Indeed, visitors to the zoo are a good example of this. The sight of people openly flouting rules or strictures from zoo personnel about feeding animals, teasing and trying to injure them for sport is so common that it is taken as the norm. The fact that the victim, even if he were differently abled in some way, thought nothing of ignoring two strictures by security guards to keep his distance from the edge of the big cat enclosure is but the tragic result of an established pattern of conduct that extends far, far beyond this particular incident and individual. Whether it comes to standing in queue, obeying traffic rules, not littering, spitting and shouting or generally behaving with decorum and consideration in public places, Indians appear to be pathologically unable to adopt the kind of behaviour that people in southeast Asia and China take for granted. The upshot of this is that India has developed a reputation as one of the dirtiest and most unsafe countries in the world. Ironically, too, this is the one trait that unites Indians across class, caste, creed, religion and region. The man who died such a horrifying death at the Delhi zoo was a daily-wage labourer living on the margins of society. But his rule-flouting behaviour can by no means be called an outlier or a result of his circumstances. As anyone who has travelled on an airline or a first class train compartment, driven on a city road, eaten at a tony restaurant or attended a public event like an exhibition or concert can attest, India's thrusting, aggressively aspirational middle class and its rich are scarcely exemplars of model public behaviour. Indians today are travelling like never before and are exposed to global best practices in public behaviour. Curiously, little of this seems to rub off on them at home.

## PROBLEM STATEMENT
Extend the passage on public behavior in India, starting right after its last sentence. The records below play no part in this work.

## ENTRIES SUPPLIED
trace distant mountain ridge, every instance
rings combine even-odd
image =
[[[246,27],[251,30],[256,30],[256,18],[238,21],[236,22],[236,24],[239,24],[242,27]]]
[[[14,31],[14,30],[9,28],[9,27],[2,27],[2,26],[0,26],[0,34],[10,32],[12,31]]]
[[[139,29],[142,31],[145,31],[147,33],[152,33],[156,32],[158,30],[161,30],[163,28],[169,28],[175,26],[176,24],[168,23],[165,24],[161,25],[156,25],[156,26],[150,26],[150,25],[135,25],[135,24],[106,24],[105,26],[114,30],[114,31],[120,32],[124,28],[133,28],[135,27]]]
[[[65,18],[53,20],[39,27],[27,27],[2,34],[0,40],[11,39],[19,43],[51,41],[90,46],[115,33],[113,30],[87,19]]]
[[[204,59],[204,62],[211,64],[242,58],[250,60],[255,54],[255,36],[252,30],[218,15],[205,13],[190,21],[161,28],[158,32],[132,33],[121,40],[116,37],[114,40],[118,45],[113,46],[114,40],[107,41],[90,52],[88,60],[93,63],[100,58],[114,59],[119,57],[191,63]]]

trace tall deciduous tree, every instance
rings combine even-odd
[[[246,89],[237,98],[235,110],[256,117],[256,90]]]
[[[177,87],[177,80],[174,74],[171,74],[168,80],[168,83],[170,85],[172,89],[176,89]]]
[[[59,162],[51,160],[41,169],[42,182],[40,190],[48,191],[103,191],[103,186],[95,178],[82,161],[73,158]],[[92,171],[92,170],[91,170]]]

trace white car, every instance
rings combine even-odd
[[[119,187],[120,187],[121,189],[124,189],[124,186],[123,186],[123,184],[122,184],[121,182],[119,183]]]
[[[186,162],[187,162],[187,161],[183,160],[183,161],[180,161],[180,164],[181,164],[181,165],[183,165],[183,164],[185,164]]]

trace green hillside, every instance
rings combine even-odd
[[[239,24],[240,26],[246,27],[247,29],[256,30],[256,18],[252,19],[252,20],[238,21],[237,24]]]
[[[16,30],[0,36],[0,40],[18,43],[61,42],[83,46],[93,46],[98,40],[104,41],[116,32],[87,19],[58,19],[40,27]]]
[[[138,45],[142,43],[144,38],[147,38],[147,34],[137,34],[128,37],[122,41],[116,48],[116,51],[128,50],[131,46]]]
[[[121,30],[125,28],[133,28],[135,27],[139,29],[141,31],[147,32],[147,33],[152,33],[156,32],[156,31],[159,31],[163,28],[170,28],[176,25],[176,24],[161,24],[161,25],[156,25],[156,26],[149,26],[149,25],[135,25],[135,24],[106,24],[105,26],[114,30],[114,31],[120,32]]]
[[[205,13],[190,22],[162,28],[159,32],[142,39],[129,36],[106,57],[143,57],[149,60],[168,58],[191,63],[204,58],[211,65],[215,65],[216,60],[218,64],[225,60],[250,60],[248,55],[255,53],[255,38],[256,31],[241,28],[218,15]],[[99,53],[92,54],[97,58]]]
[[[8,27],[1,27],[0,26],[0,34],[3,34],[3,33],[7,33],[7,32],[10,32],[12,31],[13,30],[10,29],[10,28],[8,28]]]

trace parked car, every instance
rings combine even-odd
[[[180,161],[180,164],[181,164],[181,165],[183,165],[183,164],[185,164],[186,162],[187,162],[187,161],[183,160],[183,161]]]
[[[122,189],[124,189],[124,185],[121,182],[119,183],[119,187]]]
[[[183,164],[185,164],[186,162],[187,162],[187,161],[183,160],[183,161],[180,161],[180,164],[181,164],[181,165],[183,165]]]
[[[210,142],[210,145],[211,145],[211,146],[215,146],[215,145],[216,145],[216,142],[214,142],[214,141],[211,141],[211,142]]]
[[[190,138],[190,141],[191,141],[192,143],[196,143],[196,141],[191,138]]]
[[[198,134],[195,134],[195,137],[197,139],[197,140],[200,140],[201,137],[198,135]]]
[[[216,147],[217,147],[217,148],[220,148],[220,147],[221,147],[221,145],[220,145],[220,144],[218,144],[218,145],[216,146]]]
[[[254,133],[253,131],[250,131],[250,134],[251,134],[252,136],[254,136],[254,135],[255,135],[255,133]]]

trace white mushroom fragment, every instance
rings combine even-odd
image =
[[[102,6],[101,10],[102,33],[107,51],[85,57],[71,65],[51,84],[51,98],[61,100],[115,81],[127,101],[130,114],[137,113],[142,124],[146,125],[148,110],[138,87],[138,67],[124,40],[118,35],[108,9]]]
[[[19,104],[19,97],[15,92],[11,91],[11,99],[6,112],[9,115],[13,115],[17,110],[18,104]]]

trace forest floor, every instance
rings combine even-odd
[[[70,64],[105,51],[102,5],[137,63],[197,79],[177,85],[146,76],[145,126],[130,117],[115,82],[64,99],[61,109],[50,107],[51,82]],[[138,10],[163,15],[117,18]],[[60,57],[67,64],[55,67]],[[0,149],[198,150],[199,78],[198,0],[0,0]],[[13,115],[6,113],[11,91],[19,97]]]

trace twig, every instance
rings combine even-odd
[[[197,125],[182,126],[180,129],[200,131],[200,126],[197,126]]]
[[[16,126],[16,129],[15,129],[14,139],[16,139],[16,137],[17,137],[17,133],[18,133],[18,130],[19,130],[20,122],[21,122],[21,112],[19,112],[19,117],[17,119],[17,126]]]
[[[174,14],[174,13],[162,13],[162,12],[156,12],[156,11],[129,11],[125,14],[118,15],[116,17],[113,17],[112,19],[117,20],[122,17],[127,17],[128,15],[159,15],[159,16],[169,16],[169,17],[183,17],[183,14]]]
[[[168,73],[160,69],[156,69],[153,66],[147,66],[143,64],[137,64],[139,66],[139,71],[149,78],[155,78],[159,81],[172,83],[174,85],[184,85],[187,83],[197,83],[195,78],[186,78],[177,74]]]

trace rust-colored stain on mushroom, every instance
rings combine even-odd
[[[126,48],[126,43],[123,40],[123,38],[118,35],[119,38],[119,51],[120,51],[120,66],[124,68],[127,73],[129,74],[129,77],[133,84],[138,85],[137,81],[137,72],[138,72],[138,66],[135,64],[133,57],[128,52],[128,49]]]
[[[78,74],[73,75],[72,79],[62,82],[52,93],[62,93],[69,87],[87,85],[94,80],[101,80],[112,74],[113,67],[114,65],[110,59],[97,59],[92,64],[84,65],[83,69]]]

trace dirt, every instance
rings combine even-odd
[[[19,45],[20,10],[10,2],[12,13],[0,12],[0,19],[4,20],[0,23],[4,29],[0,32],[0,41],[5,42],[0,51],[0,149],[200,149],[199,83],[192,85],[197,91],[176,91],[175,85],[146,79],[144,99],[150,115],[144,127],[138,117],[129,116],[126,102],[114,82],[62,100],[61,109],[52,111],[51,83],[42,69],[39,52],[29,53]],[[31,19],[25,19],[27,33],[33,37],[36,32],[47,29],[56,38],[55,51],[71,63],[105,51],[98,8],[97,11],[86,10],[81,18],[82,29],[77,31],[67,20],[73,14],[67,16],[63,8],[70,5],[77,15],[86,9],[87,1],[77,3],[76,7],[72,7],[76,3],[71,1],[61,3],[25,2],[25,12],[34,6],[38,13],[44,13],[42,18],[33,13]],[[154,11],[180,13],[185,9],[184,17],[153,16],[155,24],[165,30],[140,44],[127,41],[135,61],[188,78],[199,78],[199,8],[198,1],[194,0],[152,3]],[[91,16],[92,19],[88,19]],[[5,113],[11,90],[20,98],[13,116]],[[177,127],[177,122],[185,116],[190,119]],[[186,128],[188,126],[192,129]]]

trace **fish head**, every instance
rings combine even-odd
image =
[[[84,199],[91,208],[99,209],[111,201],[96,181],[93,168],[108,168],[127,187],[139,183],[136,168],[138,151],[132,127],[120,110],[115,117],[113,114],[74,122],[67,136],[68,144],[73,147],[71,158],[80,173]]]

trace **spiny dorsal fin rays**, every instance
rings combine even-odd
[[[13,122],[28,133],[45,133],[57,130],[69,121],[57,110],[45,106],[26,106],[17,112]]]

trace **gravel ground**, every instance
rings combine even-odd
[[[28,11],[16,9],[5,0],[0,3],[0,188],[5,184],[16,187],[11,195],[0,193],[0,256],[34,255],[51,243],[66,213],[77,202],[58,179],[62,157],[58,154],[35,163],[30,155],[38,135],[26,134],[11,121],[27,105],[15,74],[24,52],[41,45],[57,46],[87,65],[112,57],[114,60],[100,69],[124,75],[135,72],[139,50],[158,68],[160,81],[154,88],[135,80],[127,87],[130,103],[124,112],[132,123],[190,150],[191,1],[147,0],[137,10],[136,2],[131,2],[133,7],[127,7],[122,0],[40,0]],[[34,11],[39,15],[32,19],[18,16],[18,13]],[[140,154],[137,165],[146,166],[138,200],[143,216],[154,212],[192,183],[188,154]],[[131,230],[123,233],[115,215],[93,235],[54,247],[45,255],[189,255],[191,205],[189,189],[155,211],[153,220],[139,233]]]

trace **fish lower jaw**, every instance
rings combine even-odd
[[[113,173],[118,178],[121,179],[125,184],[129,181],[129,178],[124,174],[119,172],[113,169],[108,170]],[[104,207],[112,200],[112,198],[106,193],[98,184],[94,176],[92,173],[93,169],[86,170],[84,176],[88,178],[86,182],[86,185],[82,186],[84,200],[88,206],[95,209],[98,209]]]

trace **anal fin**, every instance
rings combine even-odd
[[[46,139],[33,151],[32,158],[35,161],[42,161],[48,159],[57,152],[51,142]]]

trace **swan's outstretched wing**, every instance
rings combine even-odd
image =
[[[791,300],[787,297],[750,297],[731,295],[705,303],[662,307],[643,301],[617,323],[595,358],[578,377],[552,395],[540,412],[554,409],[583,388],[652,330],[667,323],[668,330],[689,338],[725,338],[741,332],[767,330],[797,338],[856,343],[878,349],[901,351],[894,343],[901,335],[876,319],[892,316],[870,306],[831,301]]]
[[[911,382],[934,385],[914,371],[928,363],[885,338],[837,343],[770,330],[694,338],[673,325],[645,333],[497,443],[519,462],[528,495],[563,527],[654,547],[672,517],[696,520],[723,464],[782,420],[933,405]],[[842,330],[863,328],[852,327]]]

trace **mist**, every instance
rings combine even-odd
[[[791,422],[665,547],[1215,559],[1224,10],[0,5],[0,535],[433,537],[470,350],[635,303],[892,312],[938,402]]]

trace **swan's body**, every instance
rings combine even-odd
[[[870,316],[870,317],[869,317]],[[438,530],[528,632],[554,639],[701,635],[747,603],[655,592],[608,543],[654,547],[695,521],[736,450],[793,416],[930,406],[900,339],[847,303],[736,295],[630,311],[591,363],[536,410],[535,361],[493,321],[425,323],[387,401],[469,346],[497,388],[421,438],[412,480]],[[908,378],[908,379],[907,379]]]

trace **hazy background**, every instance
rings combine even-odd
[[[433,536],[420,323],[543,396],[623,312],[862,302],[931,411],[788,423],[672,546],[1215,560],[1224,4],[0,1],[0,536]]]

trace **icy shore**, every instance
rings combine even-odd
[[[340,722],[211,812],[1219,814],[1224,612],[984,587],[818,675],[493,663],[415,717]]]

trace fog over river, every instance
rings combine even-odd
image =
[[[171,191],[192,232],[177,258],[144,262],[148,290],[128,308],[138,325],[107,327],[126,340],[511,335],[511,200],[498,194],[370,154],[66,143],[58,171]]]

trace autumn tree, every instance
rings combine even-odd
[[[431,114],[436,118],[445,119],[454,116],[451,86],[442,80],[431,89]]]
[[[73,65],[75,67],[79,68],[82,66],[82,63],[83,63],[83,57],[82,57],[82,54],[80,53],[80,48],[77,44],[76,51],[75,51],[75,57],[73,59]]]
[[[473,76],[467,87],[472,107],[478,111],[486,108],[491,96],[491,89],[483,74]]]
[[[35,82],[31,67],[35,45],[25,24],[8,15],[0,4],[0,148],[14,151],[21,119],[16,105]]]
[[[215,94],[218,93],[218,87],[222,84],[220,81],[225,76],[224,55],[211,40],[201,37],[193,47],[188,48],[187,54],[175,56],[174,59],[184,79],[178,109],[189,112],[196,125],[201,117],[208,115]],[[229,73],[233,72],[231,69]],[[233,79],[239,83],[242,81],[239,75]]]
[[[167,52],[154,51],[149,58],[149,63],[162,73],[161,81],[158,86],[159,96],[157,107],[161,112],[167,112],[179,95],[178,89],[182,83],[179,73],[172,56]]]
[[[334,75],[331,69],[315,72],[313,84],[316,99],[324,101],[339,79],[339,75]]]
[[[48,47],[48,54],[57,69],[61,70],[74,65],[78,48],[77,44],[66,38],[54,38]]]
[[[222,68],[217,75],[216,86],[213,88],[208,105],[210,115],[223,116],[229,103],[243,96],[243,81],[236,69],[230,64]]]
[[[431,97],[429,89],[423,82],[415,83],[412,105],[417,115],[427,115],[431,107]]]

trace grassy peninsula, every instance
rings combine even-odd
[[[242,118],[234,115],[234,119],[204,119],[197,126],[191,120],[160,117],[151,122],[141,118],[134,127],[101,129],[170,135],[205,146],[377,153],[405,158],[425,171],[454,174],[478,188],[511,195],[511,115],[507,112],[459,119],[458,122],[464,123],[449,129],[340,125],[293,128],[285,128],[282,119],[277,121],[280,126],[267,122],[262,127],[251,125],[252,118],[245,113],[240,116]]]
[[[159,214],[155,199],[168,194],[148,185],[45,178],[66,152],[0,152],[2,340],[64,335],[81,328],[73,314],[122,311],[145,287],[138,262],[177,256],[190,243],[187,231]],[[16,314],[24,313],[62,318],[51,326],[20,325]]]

## FINAL RESULT
 

There are two consequences to this national penchant for bad behaviour. One is general public safety (as distinct from crime). This can be seen in the nature of annual traffic-related deaths. Although India is not the worst offender in the world, its figure of over 130,000 deaths is among the worst. More to the point, a good proportion of those deaths are the result of accidents caused by the wilful flouting of traffic rules - jumping signals, driving down the wrong side of the road, speeding, not wearing protective gear like helmets and seatbelts and jaywalking. The number of people who die each year crossing train tracks when the signal is green is past counting. Since life is tragically cheap in overpopulated India, there is little public pressure to remedy this problem.

The other consequence is socio-economic. Poor standards of behaviour make India's public places in general unpleasant places to frequent. Between litter, spittle and the sight of men relieving themselves in public, India's parks, gardens and beaches have lost a great deal of their charm. This applies to places of tourist interest as much as urban recreational grounds. This has the consequence of accentuating the divide between rich and poor; those who can afford it create exclusionary spaces for their recreation and stay away from places in which the poor and middle class entertain themselves - in stark contrast to, say, Central Park in New York or the commons in the United Kingdom. This, as much as anything else, indicates the distance India has to travel to lay claim to globalisation.